- _Anforderung A_:
Zählen Sie alle Punkte auf, die die Wertungsrichter:innen laut dem Text über den Tanzauftritt bewerten.
- _Anforderung B_:
Knüpfen Sie an den Text über den Tanzauftritt der Jugendlichen an und schreiben Sie ihn weiter.

Der Auftritt rückte näher, die Aufregung stieg, aber die Jugendlichen blieben im positiven Stress. Es gab schon auch Unsicherheit und Angst, aber die Tänzer:innen unterstützten sich gegenseitig. Für die Aufführungen vor den Wertungsrichter:innen wurde ein technischer Kontakt zur Schulgemeinschaft der Friedel-Eder-Schule hergestellt und die Tänze im Saal der Schule auf großer Leinwand übertragen, sodass die gesamte Schulgemeinschaft von 140 Menschen mitfiebern konnte.
Die fünf Wertungsrichter:innen der Special Olympics haben selbst einen professionellen Tanzhintergrund. Sie vergeben Punkte nach unterschiedlichen Kriterien. Sie bewerten die Choreografie, die Musikalität, die Präsenz, die Zusammenarbeit und das Miteinander der Gruppe und somit auch das Synchrontanzen, die Pflichtelemente und ihre Durchführung. So muss etwa in einer Choreografie eine 360-Grad-Drehung vorkommen, was keine leichte Übung ist. Das Problem dabei ist nicht die Drehung selbst, sondern sie «zu stehen», also nach der Drehung nicht das Gleichgewicht zu verlieren. Die Jugendlichen hatten diesen Teil der Pflicht-Choreographie lange geübt, sie überlegten, wie man sie umsetzen könnte und wie man es schaffen würde, nicht umzufallen – aber auch, was man tun kann, wenn mal etwas nicht klappt.

- _Verfügbare Daten_:
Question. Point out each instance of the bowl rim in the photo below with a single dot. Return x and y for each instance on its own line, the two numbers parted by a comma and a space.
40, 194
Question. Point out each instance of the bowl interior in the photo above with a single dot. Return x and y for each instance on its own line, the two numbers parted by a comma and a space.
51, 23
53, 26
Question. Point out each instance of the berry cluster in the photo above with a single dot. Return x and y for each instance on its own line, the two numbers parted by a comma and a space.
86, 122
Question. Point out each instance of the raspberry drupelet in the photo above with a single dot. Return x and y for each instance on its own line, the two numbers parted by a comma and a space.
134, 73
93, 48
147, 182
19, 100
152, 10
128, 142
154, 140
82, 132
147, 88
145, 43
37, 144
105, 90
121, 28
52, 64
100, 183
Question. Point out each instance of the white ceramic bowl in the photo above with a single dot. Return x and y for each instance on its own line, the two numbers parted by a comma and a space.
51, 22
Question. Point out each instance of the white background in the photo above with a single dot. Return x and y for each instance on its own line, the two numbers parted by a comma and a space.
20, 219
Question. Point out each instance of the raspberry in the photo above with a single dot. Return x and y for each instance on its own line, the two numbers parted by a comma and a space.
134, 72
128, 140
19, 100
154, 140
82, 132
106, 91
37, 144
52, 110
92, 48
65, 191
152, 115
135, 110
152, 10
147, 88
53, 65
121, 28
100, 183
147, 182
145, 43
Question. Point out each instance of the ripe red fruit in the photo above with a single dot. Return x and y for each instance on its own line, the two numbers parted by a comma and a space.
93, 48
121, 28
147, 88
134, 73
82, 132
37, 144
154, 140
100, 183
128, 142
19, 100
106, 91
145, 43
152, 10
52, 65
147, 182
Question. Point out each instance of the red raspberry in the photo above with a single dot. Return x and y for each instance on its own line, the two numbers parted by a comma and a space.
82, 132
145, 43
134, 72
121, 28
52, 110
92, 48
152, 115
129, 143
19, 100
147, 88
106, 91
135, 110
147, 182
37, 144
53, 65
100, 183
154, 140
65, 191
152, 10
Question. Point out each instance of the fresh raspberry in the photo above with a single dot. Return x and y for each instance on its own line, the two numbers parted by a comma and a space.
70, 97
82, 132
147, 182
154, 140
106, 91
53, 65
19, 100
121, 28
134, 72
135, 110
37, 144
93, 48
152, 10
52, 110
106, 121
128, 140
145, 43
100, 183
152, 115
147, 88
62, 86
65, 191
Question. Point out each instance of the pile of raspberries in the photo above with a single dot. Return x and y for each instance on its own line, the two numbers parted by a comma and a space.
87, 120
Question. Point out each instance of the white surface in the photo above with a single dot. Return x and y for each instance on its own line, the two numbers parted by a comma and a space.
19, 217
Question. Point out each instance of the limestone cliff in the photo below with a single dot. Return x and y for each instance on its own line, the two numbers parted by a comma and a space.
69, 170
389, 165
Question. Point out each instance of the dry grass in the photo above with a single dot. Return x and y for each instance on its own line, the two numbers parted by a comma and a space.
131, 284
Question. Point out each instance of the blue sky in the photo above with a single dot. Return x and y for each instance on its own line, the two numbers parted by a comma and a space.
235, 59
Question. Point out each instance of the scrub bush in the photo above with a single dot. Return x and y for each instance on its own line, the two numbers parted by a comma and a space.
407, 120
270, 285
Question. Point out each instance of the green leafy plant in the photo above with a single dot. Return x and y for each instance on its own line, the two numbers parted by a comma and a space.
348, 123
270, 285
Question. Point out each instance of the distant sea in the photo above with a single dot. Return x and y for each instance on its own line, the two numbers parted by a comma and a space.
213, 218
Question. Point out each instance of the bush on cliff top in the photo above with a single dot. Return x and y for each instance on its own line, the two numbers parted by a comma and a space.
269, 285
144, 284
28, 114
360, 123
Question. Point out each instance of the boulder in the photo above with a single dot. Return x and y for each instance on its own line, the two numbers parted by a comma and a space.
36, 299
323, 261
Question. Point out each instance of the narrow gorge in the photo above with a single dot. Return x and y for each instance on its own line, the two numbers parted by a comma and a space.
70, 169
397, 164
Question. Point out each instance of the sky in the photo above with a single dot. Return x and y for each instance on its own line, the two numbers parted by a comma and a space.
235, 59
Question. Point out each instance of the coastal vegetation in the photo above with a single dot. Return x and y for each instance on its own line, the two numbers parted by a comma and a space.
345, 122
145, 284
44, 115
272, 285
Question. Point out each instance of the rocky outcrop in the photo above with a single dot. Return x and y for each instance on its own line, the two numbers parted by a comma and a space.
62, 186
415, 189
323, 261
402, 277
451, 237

- _Antwort A_:
- die Choreografie
- die Musikalität
- die Präsenz
- die Zusammenarbeit und das Miteinander der Gruppe
- das Synchrontanzen
- die Pflichtelemente und ihre Durchführung

- _Antwort B_:
«Ich weiß nicht, ob ich mich das in diesem Alter getraut hätte», resümiert Scharf. Vor vielen Fernsehkameras, vor Fotograf:innen, vor Publikum und vor fünf Richter:innen gaben die sechs im Alter von 12 bis 18 Jahren ihr Bestes und gewannen in den verschiedenen Tanzarten Performing Arts und Streetdance in den Solos die Plätze 1 bis 5 und in dem Teamdance den zweiten Platz. «Das Tollste dabei war, die Energie wahrzunehmen, denn die Jugendlichen strahlten richtig und die Konzentration und Freude waren groß», erzählt Scharf.
«Das Beste war, an meinem Geburtstag die Goldmedaille zu gewinnen, ich hatte Freudentränen!», sagte eine Jugendliche. Aus den Teilnehmer:innen der diesjährigen Special Olympics werden im nächsten Jahr zwei aus Deutschland ausgewählt, um auf internationaler Ebene anzutreten. Patricia Scharf hat das Friedel-Eder-Dance-Team schon für das Turnier im italienischen Turin angemeldet. «Ich habe Lust, eine neue Choreo zu machen. Ich habe schon Ideen und ein Lied», sagte eine Teilnehmerin.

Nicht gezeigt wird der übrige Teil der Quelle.